[[ The records, beginning ]]
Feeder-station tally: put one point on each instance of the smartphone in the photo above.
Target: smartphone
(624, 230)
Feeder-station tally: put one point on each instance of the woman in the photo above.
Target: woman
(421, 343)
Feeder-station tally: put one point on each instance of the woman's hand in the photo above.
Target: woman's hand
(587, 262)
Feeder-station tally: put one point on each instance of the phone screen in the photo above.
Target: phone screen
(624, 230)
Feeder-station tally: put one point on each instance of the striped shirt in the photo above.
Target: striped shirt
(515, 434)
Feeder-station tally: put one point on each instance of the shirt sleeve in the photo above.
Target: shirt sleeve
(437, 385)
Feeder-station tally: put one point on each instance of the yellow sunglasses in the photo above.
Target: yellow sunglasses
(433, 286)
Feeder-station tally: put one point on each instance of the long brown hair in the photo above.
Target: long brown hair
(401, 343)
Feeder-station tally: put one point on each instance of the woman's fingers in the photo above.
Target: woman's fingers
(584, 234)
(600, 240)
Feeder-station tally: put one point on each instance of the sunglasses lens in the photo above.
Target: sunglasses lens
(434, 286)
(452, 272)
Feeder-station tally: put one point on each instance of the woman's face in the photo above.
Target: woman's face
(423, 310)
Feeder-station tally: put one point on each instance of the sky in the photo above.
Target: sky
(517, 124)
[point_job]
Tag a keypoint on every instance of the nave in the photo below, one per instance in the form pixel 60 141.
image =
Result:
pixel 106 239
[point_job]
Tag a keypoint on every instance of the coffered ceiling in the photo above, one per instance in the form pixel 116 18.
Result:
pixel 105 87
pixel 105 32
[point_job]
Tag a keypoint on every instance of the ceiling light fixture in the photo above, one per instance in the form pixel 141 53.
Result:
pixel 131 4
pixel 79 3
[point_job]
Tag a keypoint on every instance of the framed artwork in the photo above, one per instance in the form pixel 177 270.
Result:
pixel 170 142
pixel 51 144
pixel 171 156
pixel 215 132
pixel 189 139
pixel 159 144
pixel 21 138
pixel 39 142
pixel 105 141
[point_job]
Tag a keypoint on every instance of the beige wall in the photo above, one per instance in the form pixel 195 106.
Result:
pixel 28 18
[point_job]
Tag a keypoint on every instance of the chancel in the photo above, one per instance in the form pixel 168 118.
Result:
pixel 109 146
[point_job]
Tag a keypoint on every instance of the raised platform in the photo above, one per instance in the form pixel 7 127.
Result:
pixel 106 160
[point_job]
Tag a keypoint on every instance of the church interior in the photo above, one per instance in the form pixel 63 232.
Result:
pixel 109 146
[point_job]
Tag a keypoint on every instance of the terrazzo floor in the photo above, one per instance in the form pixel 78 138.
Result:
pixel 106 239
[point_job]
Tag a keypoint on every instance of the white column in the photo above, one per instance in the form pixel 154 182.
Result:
[[ The records, end ]]
Transcribe the records in full, word for word.

### Response to the exercise
Feeder-station tally: put one point on each instance of the smartphone in the photo above.
Target: smartphone
(624, 230)
Feeder-station tally: put one point on each instance of the woman in the photo above.
Target: woman
(421, 343)
Feeder-station tally: put one point on each instance of the woman's hand in the photo above.
Target: woman's hand
(587, 262)
Feeder-station tally: put one point on each instance of the phone screen in the photo above.
Target: phone screen
(624, 230)
Feeder-station tally: put one point on each instance of the striped shirt in the photo above.
Target: striped shirt
(515, 434)
Feeder-station tally: put one point on each instance of the shirt sleeve in the photo above.
Target: shirt sleeve
(437, 385)
Feeder-station tally: put one point on each instance of the yellow sunglasses in the photo above.
Target: yellow sunglasses
(433, 286)
Feeder-station tally: put one point on each instance of the long brown hair in the photo above.
Target: long brown hair
(401, 343)
Feeder-station tally: put one point on each instance of the woman's fingers in the photo above.
Target: woman's fingers
(584, 234)
(600, 240)
Feeder-station tally: put one point on each instance of the sunglasses lens in the photo above.
Target: sunglasses lens
(434, 286)
(452, 272)
Feeder-station tally: put one point on each instance of the woman's face in the photo above.
Target: woman's face
(423, 310)
Feeder-station tally: put one point on each instance of the sky in the photo above.
Target: sky
(517, 124)
[point_job]
Tag a keypoint on every instance of the nave in the photo below, one per instance in the form pixel 60 141.
image =
Result:
pixel 106 239
[point_job]
Tag a keypoint on every instance of the coffered ceiling in the photo above, one per instance in the form pixel 116 18.
Result:
pixel 105 87
pixel 105 32
[point_job]
Tag a keypoint on every instance of the ceiling light fixture in the photo above, one per instance in the form pixel 141 53.
Result:
pixel 131 4
pixel 79 3
[point_job]
Tag a keypoint on every instance of the framed artwork in the photo above, one per instance in the form pixel 177 270.
Result:
pixel 170 142
pixel 51 144
pixel 171 156
pixel 215 132
pixel 189 139
pixel 159 144
pixel 21 138
pixel 39 142
pixel 105 141
[point_job]
Tag a keypoint on every instance of the beige wall in the photo above, one per instance in the form pixel 195 106.
Result:
pixel 28 18
[point_job]
Tag a keypoint on every instance of the chancel in the photo above, one per instance in the form pixel 168 118.
Result:
pixel 109 146
[point_job]
Tag a keypoint on every instance of the raised platform in the photo above, one per instance in the form pixel 7 127.
Result:
pixel 106 160
[point_job]
Tag a keypoint on every instance of the church interior in the photo above, one per instance in the form pixel 63 232.
Result:
pixel 109 146
[point_job]
Tag a keypoint on every instance of the terrazzo floor in the photo above, one per instance in the form pixel 78 138.
Result:
pixel 106 239
[point_job]
Tag a keypoint on every instance of the white column in the photo above, one per instance in the form pixel 154 182.
Result:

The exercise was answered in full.